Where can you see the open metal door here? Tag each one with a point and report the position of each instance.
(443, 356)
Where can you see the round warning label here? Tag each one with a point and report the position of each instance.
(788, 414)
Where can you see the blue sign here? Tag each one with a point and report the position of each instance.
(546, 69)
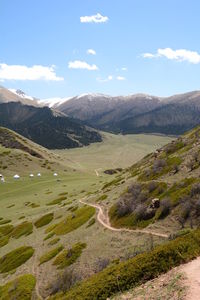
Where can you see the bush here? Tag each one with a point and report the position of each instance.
(48, 236)
(65, 281)
(164, 209)
(51, 254)
(68, 257)
(44, 220)
(54, 241)
(101, 264)
(15, 258)
(91, 222)
(57, 200)
(137, 270)
(195, 189)
(102, 197)
(24, 228)
(20, 288)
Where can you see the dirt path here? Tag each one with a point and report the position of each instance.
(35, 272)
(104, 220)
(192, 272)
(97, 173)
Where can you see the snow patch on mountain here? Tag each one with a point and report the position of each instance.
(53, 102)
(21, 94)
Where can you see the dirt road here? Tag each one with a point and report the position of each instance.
(104, 220)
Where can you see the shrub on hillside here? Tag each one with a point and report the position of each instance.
(15, 258)
(137, 270)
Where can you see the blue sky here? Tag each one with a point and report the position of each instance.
(147, 46)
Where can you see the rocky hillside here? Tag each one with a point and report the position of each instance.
(46, 127)
(163, 189)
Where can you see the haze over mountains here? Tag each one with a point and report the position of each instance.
(135, 113)
(42, 125)
(139, 113)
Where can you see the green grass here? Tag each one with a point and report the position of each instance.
(44, 220)
(137, 270)
(115, 151)
(171, 162)
(69, 256)
(91, 222)
(57, 200)
(2, 222)
(102, 198)
(4, 240)
(79, 217)
(20, 288)
(15, 258)
(48, 236)
(6, 229)
(180, 189)
(24, 228)
(51, 254)
(54, 241)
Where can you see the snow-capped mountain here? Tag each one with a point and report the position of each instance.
(53, 102)
(21, 94)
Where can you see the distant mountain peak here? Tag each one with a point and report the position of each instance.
(21, 94)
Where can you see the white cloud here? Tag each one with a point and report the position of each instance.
(121, 78)
(98, 18)
(91, 51)
(78, 64)
(109, 78)
(180, 55)
(20, 72)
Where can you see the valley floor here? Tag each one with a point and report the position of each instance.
(29, 199)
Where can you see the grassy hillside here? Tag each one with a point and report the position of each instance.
(165, 187)
(20, 155)
(115, 151)
(44, 213)
(46, 127)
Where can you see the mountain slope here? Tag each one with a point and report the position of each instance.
(104, 111)
(12, 95)
(20, 155)
(136, 113)
(46, 127)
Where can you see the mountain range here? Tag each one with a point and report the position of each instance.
(138, 113)
(74, 117)
(42, 125)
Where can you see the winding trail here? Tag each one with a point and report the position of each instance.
(192, 272)
(104, 220)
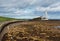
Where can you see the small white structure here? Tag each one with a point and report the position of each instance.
(45, 17)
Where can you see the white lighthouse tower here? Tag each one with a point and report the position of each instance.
(46, 16)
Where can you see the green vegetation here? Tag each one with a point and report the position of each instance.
(2, 19)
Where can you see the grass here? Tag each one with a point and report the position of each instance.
(2, 19)
(33, 31)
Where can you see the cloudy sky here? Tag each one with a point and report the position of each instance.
(27, 9)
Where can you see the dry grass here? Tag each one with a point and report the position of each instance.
(33, 31)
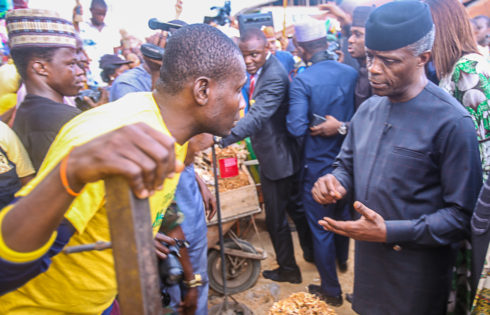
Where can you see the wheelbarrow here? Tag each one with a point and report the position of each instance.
(242, 258)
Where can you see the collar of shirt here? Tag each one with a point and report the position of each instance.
(257, 74)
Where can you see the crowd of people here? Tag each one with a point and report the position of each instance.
(383, 139)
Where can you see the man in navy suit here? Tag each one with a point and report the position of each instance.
(265, 124)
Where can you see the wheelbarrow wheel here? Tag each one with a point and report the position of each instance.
(241, 273)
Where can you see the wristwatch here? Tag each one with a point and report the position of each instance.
(342, 129)
(196, 282)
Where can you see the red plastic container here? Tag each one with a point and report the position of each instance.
(228, 167)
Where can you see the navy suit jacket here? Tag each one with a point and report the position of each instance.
(265, 123)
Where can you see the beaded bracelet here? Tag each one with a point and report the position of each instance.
(64, 180)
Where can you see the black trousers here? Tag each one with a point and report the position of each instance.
(277, 195)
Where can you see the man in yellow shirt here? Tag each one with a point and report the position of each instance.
(199, 90)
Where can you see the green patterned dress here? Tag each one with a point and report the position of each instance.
(469, 83)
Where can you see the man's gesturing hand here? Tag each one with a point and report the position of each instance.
(370, 227)
(327, 189)
(144, 156)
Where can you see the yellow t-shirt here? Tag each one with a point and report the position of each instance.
(15, 153)
(84, 283)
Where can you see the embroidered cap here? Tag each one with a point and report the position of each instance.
(39, 28)
(309, 29)
(397, 24)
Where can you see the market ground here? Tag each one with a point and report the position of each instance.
(265, 292)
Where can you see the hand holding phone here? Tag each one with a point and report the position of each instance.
(316, 120)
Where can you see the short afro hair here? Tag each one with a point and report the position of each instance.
(253, 33)
(193, 51)
(23, 55)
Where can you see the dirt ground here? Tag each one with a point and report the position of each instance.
(265, 292)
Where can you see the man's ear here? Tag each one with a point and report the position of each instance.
(201, 90)
(424, 58)
(39, 67)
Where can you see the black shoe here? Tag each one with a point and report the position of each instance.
(281, 275)
(343, 267)
(332, 300)
(308, 257)
(349, 297)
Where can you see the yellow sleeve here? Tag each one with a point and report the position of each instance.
(16, 153)
(11, 255)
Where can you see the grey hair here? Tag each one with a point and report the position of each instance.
(424, 44)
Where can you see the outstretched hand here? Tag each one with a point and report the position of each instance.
(371, 227)
(327, 128)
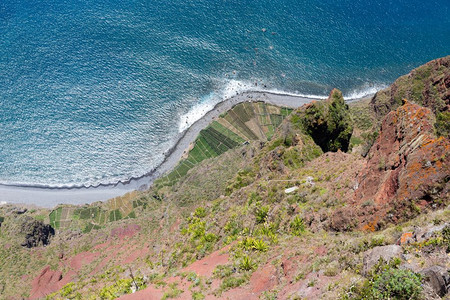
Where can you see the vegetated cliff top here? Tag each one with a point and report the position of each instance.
(288, 215)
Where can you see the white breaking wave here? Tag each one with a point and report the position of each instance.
(234, 87)
(231, 88)
(366, 90)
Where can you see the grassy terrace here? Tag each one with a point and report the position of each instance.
(244, 122)
(95, 216)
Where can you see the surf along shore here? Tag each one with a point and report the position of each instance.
(49, 197)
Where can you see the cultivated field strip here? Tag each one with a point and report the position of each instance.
(247, 121)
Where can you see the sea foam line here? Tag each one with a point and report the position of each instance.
(234, 87)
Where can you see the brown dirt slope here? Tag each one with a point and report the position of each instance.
(427, 85)
(407, 170)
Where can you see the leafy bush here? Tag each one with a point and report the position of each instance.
(386, 281)
(261, 214)
(247, 264)
(397, 284)
(200, 212)
(442, 124)
(250, 243)
(297, 226)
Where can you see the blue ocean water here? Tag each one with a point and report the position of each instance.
(96, 91)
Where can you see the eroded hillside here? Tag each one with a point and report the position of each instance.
(304, 210)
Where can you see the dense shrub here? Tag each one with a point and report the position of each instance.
(387, 281)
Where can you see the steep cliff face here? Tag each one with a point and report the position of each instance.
(329, 122)
(427, 85)
(407, 169)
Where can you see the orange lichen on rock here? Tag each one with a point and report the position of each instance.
(406, 165)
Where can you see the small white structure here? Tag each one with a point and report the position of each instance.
(310, 180)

# # # #

◆ Assigned task ◆
Can you retype every record above exactly, leaving out the pictures?

◆ Your response ◆
Where can you see the open metal door here? Tag each one with a point and report the position of each instance.
(443, 356)
Where can you see the round warning label here? Tag each one with a point and report the position of each instance.
(788, 414)
Where can you see the blue sign here? Tag each one with a point and report the position of each instance.
(546, 69)
Where can you see the bush here? Tag each one with a point and report the position of each instance.
(48, 236)
(65, 281)
(164, 209)
(51, 254)
(68, 257)
(44, 220)
(54, 241)
(101, 264)
(15, 258)
(91, 222)
(57, 200)
(137, 270)
(195, 189)
(102, 197)
(24, 228)
(20, 288)
Where can you see the dirt path here? Tag each one with a point and report the position of each instance.
(35, 272)
(104, 220)
(192, 272)
(97, 173)
Where can you see the snow patch on mountain here? Tag each one with a point and report the position of each instance.
(53, 102)
(21, 94)
Where can you see the dirt road here? Tag each one with a point and report the position of each instance.
(104, 220)
Where can you see the shrub on hillside here? Tag each one with a point and report the position of each instance.
(15, 258)
(137, 270)
Where can you see the blue sky here? Tag each one with a point and report the position of each instance.
(147, 46)
Where can you see the rocky hillside here? Tag each one with a point and report the position of each instance.
(46, 127)
(163, 189)
Where can you see the haze over mountains here? Tag each one with a point and report the position of each instance.
(135, 113)
(42, 125)
(139, 113)
Where can you see the green grass here? Tag each one with a point and report the position of each instance.
(44, 220)
(137, 270)
(115, 151)
(171, 162)
(69, 256)
(91, 222)
(57, 200)
(2, 222)
(102, 198)
(4, 240)
(79, 217)
(20, 288)
(15, 258)
(48, 236)
(6, 229)
(180, 189)
(24, 228)
(51, 254)
(54, 241)
Where can you see the snow-capped mountain here? Tag each one with a point and report the position of each instance.
(53, 102)
(21, 94)
Where can you see the distant mountain peak here? Tag each one with a point and report the position of each instance.
(21, 94)
Where can you see the white cloud here? Tag each one with a point and report the position of each instance.
(121, 78)
(98, 18)
(91, 51)
(78, 64)
(109, 78)
(180, 55)
(20, 72)
Where can you see the valley floor here? Tag each one with a point and report the position of each instance.
(29, 199)
Where can you see the grassy hillside here? Tag each one with a point and report the position of each instance.
(165, 187)
(20, 155)
(115, 151)
(44, 213)
(46, 127)
Where can you see the mountain slope here? Tag each one with a point and report the position of each instance.
(104, 111)
(12, 95)
(20, 155)
(136, 113)
(46, 127)
Where can you see the mountain range here? Tag each one with a point and report the position of each instance.
(138, 113)
(74, 117)
(42, 125)
Where can you see the winding trail here? Tag each one with a point and report the position of each instance.
(192, 272)
(104, 220)
Where can you see the small white structure here? Tag each one with a point and report the position of each instance.
(45, 17)
Where can you see the white lighthouse tower here? Tag each one with a point and report the position of each instance.
(46, 16)
Where can you see the green vegetation here? Tag each one with a point and report the position of each instance.
(2, 19)
Where can you see the grass here? Tag each one with a point and report the position of each instance.
(2, 19)
(33, 31)
Where can you see the cloudy sky here? Tag each one with a point and report the position of each instance.
(27, 9)
Where can you see the dry grass here? Tag each one with a point and report the position of each instance.
(33, 31)
Where can you see the wheelbarrow here? Tag each one with a point and report the position of each instance.
(242, 258)
Where can you see the collar of shirt here? Tag each one with a point and report the position of each instance.
(257, 74)
Where can you see the crowd of people here? Tag each one with a point and report the position of each instance.
(383, 139)
Where can you see the man in navy suit here? Tag each one with a point and report the position of each instance.
(265, 124)
Where can you see the wheelbarrow wheel here? Tag each one with a point and report the position of each instance.
(241, 273)
Where can you see the wristwatch here? Tag each one with a point and report the position of each instance.
(342, 129)
(196, 282)
Where can you see the red plastic container here? Tag each one with a point and report the position of each instance.
(228, 167)
Where can you see the navy suit jacket here? Tag each one with a point and report the position of each instance.
(265, 123)
Where can you see the beaded bracelet here? Tag each one with a point and report the position of each instance.
(64, 180)
Where can you see the black trousers here? Tag each one with a point and report the position of each instance.
(277, 195)
Where can you see the man in yellow shirt here? Tag each one with a point and report the position of each instance.
(199, 90)
Where can you see the green patterned dress here? Tag each one with a point and report the position of each instance.
(469, 83)
Where can you see the man's gesturing hand here? Tag each one with a point and report the position of each instance.
(370, 227)
(327, 189)
(144, 156)
Where can you see the yellow t-shirt here? Tag each one with a point and report the position of each instance.
(15, 153)
(84, 283)
Where can you see the embroidered cap here? Tag each one with a point and report the position of each instance.
(39, 28)
(309, 29)
(397, 24)
Where can you see the market ground here? Tag each one with a point and report the position of each instance.
(265, 292)
Where can you see the hand holding phone here? Tag each one with a point and report the position of each instance.
(316, 120)
Where can you see the short afro hair here? Tag each one with a point and report the position of each instance.
(253, 33)
(193, 51)
(23, 55)
Where can you see the dirt ground here? Tag each one with a point and report the position of each instance.
(265, 292)
Where can you see the man's ear here? Tag each one with a point and report the position of each instance.
(201, 90)
(424, 58)
(39, 67)
Where can you see the black shoe here? Tag each one with a point and report the position of each instance.
(281, 275)
(343, 267)
(332, 300)
(308, 257)
(349, 297)
Where can you see the yellow sleeve here? Tag each one with a point and report the position of each instance.
(16, 153)
(11, 255)
Where can you see the grey hair here? Tag each one with a point and report the position of each instance.
(424, 44)
Where can you see the outstretched hand here? Tag each one with a point and report the position of each instance.
(371, 227)
(327, 128)
Where can you see the vegetated cliff top here? Tag each one with a point and report the position of each instance.
(288, 215)
Where can you see the white breaking wave here? Tag each one with a point and report the position of each instance.
(234, 87)
(231, 88)
(366, 90)
Where can you see the grassy terrace here? Tag each one with a point and report the position of each instance.
(244, 122)
(95, 216)
Where can you see the surf along shore here? Tag each one with a point and report the position of each instance.
(49, 197)
Where can you see the cultivated field strip here? Tag each one with a point and report the position of each instance.
(247, 121)
Where can you see the sea foam line here? Tag each one with a point and report the position of each instance.
(234, 87)
Where can you see the brown dirt slope here? Tag each one with a point and report the position of each instance.
(427, 85)
(407, 170)
Where can you see the leafy bush here? Tag each one with a point and report the position of each instance.
(386, 281)
(261, 214)
(247, 264)
(397, 284)
(200, 212)
(442, 124)
(250, 243)
(297, 226)
Where can you see the blue ocean water here? Tag each one with a point and report the position of each instance.
(96, 91)
Where can you see the eroded hillside here? Tag each one with a point and report the position of each instance.
(304, 210)
Where can you see the dense shrub here? Tag each one with a point and report the position of each instance.
(387, 281)
Where can you see the steep cliff face here? Tag each one with a point and report the position of each instance.
(329, 122)
(427, 85)
(407, 169)
Where can you see the orange lichen on rock here? Tag each one with a point and report the position of each instance.
(406, 165)
Where can you see the small white structure here? Tag each one with a point and report the position of each instance.
(310, 180)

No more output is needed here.